### Work to complete
Please copy all the lines that follow, word for word.

### The input
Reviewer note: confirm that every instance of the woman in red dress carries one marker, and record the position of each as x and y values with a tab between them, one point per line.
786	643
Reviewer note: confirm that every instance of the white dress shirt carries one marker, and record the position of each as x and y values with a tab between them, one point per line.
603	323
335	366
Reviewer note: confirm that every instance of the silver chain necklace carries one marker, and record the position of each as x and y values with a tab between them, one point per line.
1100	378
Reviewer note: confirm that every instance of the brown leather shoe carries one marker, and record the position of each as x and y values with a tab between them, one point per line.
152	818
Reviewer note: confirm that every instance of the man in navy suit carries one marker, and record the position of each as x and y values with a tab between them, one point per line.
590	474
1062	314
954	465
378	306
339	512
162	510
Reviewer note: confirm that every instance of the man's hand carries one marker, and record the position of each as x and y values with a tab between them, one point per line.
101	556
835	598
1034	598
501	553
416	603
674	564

### Solved problem
Reviewer note: confirm that every instance of the woman in red dress carries one marker, and record the position of each as x and y values with a tab between them, one point per line.
786	643
Reviewer note: confirm that every instance of the white dress shirt carries one marker, and record the position of each as x and y values with a tab between them, one point per line.
603	323
335	366
Reviewer note: confirm that every instance of the silver chain necklace carries one marker, and record the position of each as x and y values with a tab between them, one point per line.
1100	378
Reviewer note: confirm that every instance of the brown leather shoe carries one marker, and record the position of each as x and y values with a tab between them, one point per line.
152	818
Reviewer note: confirm that every instance of the man in navy suit carries one marker, and record the position of each as x and y values with a tab between them, one point per line.
590	474
1062	314
954	465
378	306
339	512
162	510
Reviewer note: confirm that every instance of the man's hand carries one marker, and record the position of each as x and y values with a tab between them, one point per line.
101	556
835	598
1034	598
501	553
416	603
674	564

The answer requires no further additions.